Begin RECORDED INFORMATION

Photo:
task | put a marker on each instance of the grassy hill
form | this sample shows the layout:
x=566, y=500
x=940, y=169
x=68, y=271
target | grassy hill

End RECORDED INFORMATION

** THE PROBLEM **
Please reproduce all of the entries exactly as they stand.

** RESPONSE BELOW **
Photo:
task | put a marker on each instance of the grassy hill
form | this sample shows the layout:
x=566, y=500
x=940, y=169
x=68, y=271
target | grassy hill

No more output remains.